## WRITTEN INSTRUCTION A
Add 144 to every box coordinate in the records, from their first line through the line containing "[85,64,330,400]", and write out all of those lines, keeping every other word unchanged.

## TEXT SECTION
____________________

Being a hippie is fine if you have a trust fund behind you otherwise it isn’t much fun.

Why bother saving?
Banks don’t need savers. Banks can borrow at near zero from each other and those freindly money printing lenders of last resort like the Fed, BoE and ECB and buy risk free govt debt with yields of 3% to 6%.

Companies who are cash rich can do the same and do. Why should they bother to lend to risky businesses when they can make these sorts of returns?

So if you are a saver then you might as well put your money in the stock markets and try and make returns that exceed inflation and be part of another asset bubble like gold and oil and tech 2.0 and other assets where the is no real reason apart from swathes of cash speculating that these assets are worth so much when their fundamentals show them to be worth a bunch of daffodils.

And of course the US Treasuries bubble. America borrows way too much but there are walls of cash form the middle east and China that want to own a piece of the American dream so they just keep on buying it. This is the next bubble for when the Fed puts up rates, bond prices will fall. With inflation pushing up, investors want a real rate of return and the existing bonds will not do it. So the US government will be forced to offer higher yields that need to be serviced and as the CRAs struggle to keep America’s AAA status these yields will move upwards and the US will become even more indebted which will cause inflation and the USA will turn Japanese where it will be caught in the trap of having to keep rates low until it can clear its debts which it will fail to do.

Real estate bad debts
Most of the world’s banks have huge real estate bad debts. The regulators know this and so do the politicians. If they were forced to foreclose, the carnage would be global (just look at the Irish banks). With banks being forced to hold more liquid debt, like government debt (so the banks are just fueling the great government debt bubble), they are making money for themselves, keeping governments propped up and not investing in new businesses.

____________________

## WRITTEN INSTRUCTION B
Reproduce the text on banks and savers word for word, from "Why bother saving?" to "bunch of daffodils.".

Stored items
____________________

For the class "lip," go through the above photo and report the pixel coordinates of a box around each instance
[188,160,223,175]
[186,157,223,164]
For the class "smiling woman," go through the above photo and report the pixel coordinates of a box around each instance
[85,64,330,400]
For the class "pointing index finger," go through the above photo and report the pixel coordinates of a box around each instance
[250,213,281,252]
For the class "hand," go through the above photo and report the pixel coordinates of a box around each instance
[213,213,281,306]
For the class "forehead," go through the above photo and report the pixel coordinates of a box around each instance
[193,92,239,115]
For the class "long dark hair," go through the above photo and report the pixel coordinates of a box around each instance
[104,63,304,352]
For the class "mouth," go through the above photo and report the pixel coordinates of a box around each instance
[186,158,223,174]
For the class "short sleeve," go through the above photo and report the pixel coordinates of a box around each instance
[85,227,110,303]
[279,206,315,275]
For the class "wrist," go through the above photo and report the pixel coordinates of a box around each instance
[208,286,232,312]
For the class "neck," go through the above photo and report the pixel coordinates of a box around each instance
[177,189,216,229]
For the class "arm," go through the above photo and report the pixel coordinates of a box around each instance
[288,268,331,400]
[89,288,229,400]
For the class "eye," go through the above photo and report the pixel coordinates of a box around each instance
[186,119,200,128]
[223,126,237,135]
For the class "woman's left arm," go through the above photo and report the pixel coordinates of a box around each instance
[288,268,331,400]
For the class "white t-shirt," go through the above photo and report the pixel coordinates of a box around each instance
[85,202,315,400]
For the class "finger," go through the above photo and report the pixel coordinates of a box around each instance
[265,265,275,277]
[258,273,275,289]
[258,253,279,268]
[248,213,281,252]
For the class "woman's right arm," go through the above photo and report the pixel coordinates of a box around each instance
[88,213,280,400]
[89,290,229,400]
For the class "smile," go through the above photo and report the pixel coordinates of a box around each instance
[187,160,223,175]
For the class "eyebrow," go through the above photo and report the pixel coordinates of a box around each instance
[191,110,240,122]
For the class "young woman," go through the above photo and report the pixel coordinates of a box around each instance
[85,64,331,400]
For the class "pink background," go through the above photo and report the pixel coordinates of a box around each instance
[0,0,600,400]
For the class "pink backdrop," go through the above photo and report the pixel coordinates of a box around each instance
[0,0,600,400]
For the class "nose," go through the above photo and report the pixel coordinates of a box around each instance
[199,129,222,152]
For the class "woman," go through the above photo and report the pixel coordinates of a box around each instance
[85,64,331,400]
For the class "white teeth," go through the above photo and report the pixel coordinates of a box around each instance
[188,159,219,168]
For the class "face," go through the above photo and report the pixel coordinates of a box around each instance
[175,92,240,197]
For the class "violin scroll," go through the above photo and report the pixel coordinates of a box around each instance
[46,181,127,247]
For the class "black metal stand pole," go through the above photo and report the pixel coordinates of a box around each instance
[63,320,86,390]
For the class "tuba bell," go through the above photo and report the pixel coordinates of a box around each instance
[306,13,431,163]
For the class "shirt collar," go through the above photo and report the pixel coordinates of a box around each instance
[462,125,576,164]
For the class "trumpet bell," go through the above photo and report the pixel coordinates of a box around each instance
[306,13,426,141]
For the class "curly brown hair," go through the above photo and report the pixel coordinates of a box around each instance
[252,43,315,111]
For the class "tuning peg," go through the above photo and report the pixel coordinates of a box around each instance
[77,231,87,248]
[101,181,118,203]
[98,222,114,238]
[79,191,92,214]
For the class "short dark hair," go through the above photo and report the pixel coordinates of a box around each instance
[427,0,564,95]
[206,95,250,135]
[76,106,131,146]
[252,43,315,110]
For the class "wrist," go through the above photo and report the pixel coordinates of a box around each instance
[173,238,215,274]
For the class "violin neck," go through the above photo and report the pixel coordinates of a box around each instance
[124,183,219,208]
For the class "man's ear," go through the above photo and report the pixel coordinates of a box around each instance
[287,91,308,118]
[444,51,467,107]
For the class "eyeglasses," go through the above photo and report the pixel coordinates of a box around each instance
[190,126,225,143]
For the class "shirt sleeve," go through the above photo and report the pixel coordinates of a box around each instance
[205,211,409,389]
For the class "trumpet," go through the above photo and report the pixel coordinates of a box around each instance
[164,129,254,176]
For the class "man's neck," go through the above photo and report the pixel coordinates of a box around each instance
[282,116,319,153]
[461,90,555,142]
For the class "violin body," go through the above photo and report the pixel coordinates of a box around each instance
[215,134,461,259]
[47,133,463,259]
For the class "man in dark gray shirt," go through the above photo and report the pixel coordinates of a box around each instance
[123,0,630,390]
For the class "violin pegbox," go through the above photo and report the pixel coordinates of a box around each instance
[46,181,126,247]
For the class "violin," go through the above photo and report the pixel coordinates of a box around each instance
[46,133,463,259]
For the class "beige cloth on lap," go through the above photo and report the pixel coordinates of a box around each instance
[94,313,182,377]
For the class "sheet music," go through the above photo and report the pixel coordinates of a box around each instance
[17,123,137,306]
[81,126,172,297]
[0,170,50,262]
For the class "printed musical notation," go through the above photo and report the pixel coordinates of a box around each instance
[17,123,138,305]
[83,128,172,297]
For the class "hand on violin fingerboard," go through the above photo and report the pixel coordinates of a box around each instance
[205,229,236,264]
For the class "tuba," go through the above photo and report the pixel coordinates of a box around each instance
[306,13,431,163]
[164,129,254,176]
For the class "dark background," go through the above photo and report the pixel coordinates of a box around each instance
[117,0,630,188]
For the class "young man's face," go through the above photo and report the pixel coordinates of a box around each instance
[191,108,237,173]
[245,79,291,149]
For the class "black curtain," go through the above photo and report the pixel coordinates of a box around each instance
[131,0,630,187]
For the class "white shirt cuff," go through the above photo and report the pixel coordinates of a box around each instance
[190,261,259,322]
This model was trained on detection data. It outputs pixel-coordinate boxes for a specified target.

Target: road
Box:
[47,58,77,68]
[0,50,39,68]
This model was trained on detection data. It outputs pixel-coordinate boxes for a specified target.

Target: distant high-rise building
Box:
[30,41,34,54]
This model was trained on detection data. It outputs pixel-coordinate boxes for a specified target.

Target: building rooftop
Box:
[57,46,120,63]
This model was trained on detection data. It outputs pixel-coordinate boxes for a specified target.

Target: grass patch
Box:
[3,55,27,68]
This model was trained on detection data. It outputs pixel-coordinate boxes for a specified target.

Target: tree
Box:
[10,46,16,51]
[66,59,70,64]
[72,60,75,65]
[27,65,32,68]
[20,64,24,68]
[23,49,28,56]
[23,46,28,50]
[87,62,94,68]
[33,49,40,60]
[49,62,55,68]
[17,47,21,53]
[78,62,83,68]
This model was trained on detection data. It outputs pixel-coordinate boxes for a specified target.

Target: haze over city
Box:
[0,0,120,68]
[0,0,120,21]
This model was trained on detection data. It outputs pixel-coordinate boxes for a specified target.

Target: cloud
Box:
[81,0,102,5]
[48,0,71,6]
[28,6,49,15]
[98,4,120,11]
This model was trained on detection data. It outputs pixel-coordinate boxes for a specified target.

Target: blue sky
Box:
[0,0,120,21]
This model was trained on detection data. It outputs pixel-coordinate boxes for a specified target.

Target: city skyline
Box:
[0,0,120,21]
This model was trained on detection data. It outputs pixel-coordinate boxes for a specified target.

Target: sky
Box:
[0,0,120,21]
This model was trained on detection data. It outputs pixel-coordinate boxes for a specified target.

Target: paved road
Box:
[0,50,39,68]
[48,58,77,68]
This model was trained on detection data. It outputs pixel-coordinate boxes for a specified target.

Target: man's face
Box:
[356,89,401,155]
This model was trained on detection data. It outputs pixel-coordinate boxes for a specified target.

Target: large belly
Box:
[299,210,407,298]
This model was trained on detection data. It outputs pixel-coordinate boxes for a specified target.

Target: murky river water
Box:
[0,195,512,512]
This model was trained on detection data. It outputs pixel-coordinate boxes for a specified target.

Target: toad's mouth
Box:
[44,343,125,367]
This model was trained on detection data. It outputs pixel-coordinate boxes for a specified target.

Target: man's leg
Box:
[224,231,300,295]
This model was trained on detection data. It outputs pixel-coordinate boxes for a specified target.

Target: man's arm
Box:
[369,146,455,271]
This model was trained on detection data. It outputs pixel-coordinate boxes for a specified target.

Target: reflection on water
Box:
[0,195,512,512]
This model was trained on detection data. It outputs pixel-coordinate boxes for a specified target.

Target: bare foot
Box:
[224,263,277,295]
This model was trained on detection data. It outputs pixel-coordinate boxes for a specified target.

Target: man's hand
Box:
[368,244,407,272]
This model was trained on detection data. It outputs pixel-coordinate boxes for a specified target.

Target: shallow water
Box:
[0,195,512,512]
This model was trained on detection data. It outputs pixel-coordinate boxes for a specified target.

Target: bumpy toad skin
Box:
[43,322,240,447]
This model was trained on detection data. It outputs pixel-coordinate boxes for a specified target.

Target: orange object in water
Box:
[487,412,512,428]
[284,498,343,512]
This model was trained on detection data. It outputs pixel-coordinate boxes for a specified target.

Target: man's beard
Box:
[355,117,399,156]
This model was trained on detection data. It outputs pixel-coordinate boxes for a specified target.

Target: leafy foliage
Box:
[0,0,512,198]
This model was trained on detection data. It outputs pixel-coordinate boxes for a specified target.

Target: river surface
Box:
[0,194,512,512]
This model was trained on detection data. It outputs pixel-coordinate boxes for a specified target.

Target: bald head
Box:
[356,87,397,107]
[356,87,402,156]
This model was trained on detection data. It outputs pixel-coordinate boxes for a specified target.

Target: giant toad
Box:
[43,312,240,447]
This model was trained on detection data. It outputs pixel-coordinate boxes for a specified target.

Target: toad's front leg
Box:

____________________

## FULL SOLUTION A
For the class "lip," go through the above photo and report the pixel coordinates of a box around each instance
[332,304,367,319]
[330,301,367,308]
For the class "smiling woman," go through the above photo and report the pixel coordinates of a box around each instance
[229,208,474,544]

## FULL SOLUTION B
Why bother saving?
Banks don’t need savers. Banks can borrow at near zero from each other and those freindly money printing lenders of last resort like the Fed, BoE and ECB and buy risk free govt debt with yields of 3% to 6%.

Companies who are cash rich can do the same and do. Why should they bother to lend to risky businesses when they can make these sorts of returns?

So if you are a saver then you might as well put your money in the stock markets and try and make returns that exceed inflation and be part of another asset bubble like gold and oil and tech 2.0 and other assets where the is no real reason apart from swathes of cash speculating that these assets are worth so much when their fundamentals show them to be worth a bunch of daffodils.